### Document excerpt ###

All Tau-U Meta Results for A vs. B return a Tau-U value of 1/-1 and an "-Inf" Z Value

[gjones1219]

Hello Juergen,

I hope you're well! I am writing to report a potentially serious bug in the latest version of the "Scan" package. In short, for the Tau-U meta analyses function, the "A vs B" model seems to only return a Tau-U value of 1/-1 and an "-Inf" z value. It returns these values even though some of the individual cases included within the meta-analyses have "A vs. B" values less than 1 or -1 (meaning that there should be no way that the overall Tau-U meta-analysis should have an "Inf" Z score). Furthermore, I just went back and updated some of my prior code to re-run it in the latest version of the scan package (version 0.59) and my results have changed and indeed the A vs. B contrast is now only showing a Tau-U value of 1/-1 and an "Inf" Z score. I would be grateful if you all can look into this as soon possible, as this seems to have a very serious impact on the analyses I am seeking to do at this time (and going forward) and now this test seems to contain some serious inaccuracies. Thank you so much!

[jazznbass]

I don't have the data to replicate the problem but I assume that you have a case in your study where tau is 1.00 for an A vs. B comparison (all B values above all A value). In this case, you would expect a meta-analysis of correlations zo yield a Tau value of 1, z of inf, and p of 0. This is because the correlations have to be Fisher Z transformed before averaging. Which, in the case of Tau = 1, results to Fisher z = Inf. If you do not transform the correlations, you will get confidence intervals outside [-1,1]. So basically, you are aggregating values where one effect strength is infinite and you get an infinite overall result that is above 0 with an infinite high probability.

Try out yourself with the meta package (here for the scan example dataset exampleAB):

meta::metacor(c(1.0000000 ,0.9395973, 0.9664430), c(20, 20, 20))

If you want to aggregate nonetheless (which I do not recommend) you can use the meta package as follows:

meta::metacor(c(1.0000000 ,0.9395973, 0.9664430), c(20, 20, 20), sm = "cor")

(but: the functions of the meta package will remove the 1.00 correlation from the calculation as the reported number of studies for this analysis is k = 2)

I am reluctant to implement this option into the scan package because, to my knowledge, you will get biased results (and sometimes strange CIs). I wonder if it is better to have inaccurate results than no results at all.

@researchtool what are your thoughts on that?

[researchtool]

Hi @gjones1219 and @jazznbass. Thanks, Jürgen, for following up on this so quickly. 😊 I have nothing to add to your explanation of the reasons for the current behavior of the meta-analysis function with Tau values.

### Record list ###

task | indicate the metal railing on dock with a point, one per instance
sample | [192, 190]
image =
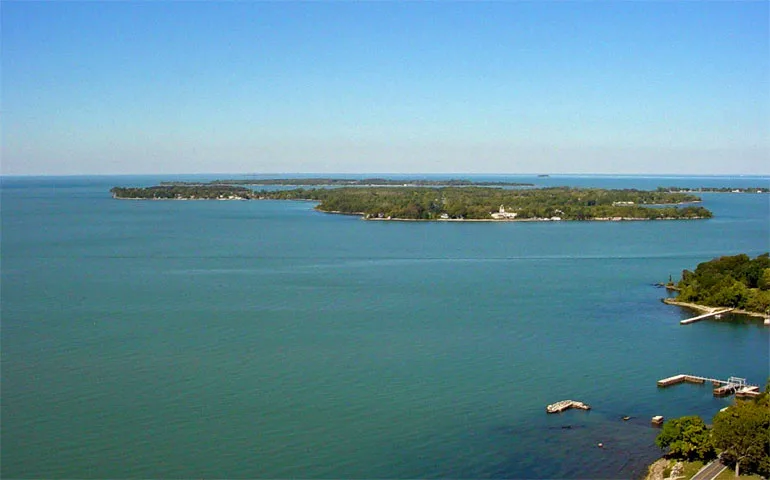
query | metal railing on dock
[705, 316]
[722, 388]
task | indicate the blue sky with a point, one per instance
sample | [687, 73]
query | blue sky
[467, 87]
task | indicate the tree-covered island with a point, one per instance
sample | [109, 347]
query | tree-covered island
[715, 189]
[352, 182]
[736, 281]
[454, 203]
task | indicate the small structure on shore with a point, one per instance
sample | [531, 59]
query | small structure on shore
[559, 407]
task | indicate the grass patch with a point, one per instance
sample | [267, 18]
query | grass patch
[691, 468]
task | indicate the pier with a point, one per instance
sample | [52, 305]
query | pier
[715, 313]
[722, 388]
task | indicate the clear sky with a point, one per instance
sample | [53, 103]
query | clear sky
[415, 87]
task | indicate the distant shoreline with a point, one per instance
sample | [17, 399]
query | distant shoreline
[707, 309]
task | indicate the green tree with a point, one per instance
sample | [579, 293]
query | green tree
[687, 438]
[743, 433]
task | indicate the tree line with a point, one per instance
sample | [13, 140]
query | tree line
[739, 436]
[472, 202]
[730, 281]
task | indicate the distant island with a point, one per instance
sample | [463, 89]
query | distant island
[731, 281]
[471, 203]
[715, 189]
[349, 182]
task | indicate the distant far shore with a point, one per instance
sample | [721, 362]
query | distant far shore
[707, 309]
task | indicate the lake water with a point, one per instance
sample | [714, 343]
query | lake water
[268, 340]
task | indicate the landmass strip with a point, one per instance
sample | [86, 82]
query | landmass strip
[467, 203]
[736, 281]
[364, 182]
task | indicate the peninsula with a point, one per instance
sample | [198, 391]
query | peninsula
[475, 203]
[736, 281]
[715, 189]
[350, 182]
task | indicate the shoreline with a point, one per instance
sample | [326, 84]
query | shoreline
[707, 309]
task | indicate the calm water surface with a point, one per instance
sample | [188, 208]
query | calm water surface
[267, 340]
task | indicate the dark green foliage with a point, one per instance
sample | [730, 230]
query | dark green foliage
[186, 192]
[687, 438]
[716, 189]
[342, 182]
[731, 281]
[469, 202]
[743, 433]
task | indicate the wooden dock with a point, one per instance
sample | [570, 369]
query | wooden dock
[722, 388]
[705, 316]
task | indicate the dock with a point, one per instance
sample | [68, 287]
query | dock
[559, 407]
[715, 313]
[722, 388]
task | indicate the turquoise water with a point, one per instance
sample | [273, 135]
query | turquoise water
[267, 340]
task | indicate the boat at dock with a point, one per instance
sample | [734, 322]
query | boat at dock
[559, 407]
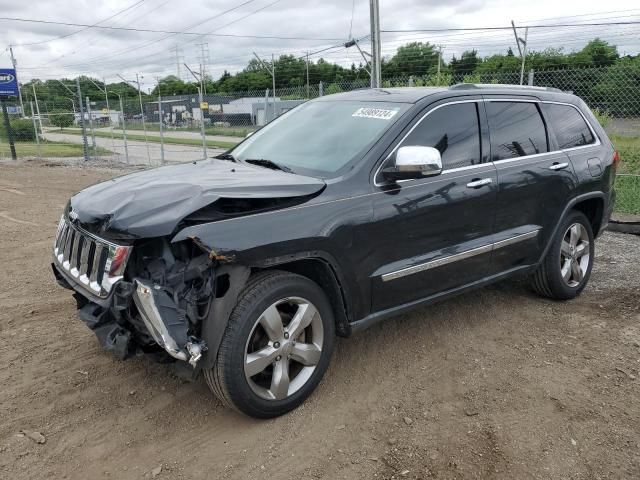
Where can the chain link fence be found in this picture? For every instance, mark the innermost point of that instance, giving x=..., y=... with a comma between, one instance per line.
x=151, y=131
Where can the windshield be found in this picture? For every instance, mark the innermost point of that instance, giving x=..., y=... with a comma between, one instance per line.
x=320, y=138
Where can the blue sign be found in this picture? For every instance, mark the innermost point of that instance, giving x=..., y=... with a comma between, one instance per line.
x=8, y=83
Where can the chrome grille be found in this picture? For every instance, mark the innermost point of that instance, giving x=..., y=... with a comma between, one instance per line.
x=96, y=264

###

▸ Written problem
From the forum thread on Tau-U results, extract the part that opens with the words containing "meta::metacor(c(1.0000000 ,0.9395973, 0.9664430), c(20, 20, 20))" and closes with "analysis is k = 2)". The listing stands apart from the forum thread as its own material.

▸ Expected answer
meta::metacor(c(1.0000000 ,0.9395973, 0.9664430), c(20, 20, 20))

If you want to aggregate nonetheless (which I do not recommend) you can use the meta package as follows:

meta::metacor(c(1.0000000 ,0.9395973, 0.9664430), c(20, 20, 20), sm = "cor")

(but: the functions of the meta package will remove the 1.00 correlation from the calculation as the reported number of studies for this analysis is k = 2)